-- To do --
Show every line of the listing below that contains the word "form", copying each one in full.

-- Provided entries --
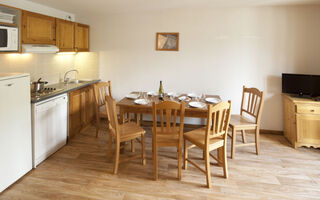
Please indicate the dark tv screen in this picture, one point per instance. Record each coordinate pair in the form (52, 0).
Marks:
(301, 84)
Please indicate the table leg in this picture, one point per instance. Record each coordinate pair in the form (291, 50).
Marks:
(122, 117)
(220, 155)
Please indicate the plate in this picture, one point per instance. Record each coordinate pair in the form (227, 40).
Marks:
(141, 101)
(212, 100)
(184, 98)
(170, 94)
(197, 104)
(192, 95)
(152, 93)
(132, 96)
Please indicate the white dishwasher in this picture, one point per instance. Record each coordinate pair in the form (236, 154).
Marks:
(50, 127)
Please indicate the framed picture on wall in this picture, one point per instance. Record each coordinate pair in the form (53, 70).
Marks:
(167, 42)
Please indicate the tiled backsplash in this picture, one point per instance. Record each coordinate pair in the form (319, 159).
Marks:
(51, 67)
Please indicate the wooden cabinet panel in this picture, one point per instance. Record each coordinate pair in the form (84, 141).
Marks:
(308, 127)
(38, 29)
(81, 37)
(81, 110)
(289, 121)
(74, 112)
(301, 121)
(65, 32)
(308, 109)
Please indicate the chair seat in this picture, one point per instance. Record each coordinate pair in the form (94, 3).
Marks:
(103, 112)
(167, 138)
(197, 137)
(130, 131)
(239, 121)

--

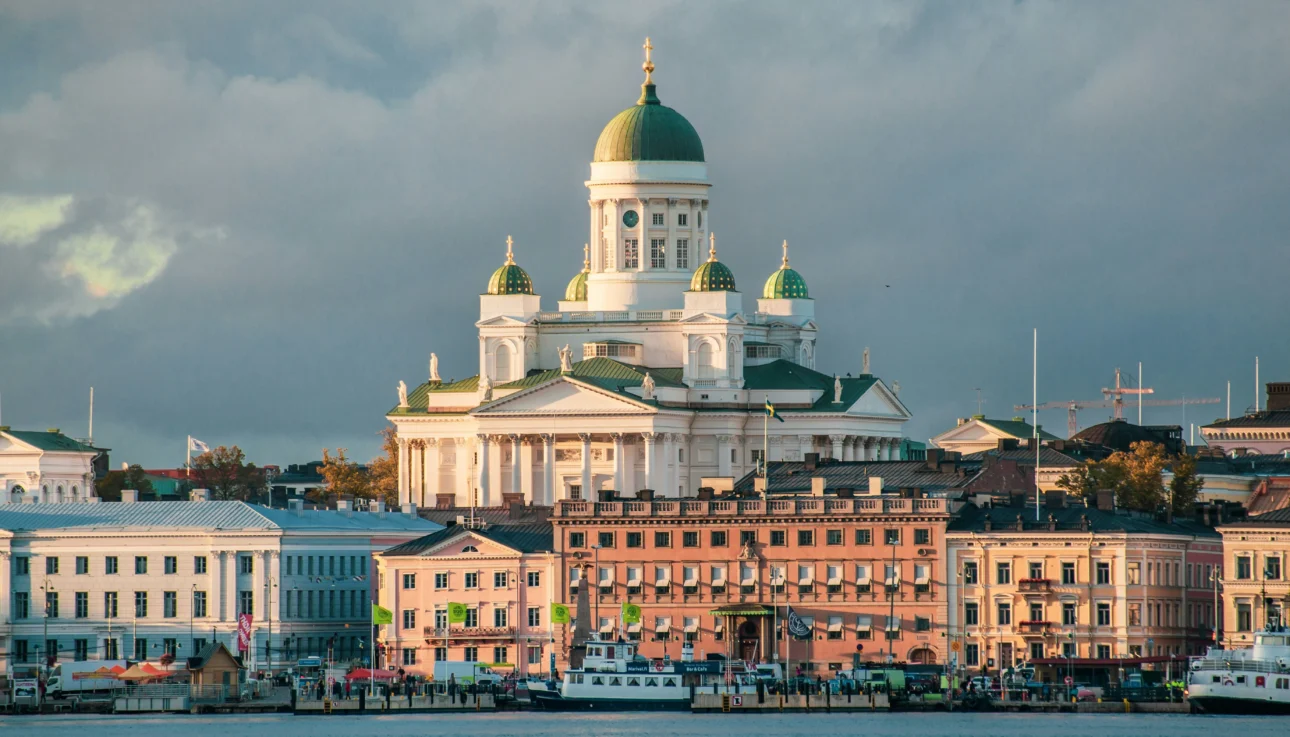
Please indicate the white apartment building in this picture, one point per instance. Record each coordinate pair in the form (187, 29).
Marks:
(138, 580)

-- Written reply --
Please indicate the dark tv screen in this picture, one point per instance. Record each coordinate pair in the form (52, 0).
Please indicate the table leg in this picture, one point per instance. Record each coordinate pair in the form (291, 50).
Please indicate the plate in this picture, one point per instance. Record each coordinate pair in the form (227, 40).
Please indicate the white dishwasher in this picture, one point per instance. Record each coordinate pair in the form (236, 154).
Please indicate the framed picture on wall in this picture, one point per instance. Record each coordinate pair in the form (53, 70).
Please indicate the tiled backsplash in this picture, one point per instance. Record each coordinate pair in the form (319, 159).
Please indicate the wooden cabinet panel in this picture, one point per instance. Record each coordinate pair in the form (84, 141).
Please indicate the chair seat in this picture, one point per instance. Record each coordinate pair in the form (94, 3).
Please indicate the white apartment building in this picture, one point per instance. Record each coordinate pair in the form (187, 29).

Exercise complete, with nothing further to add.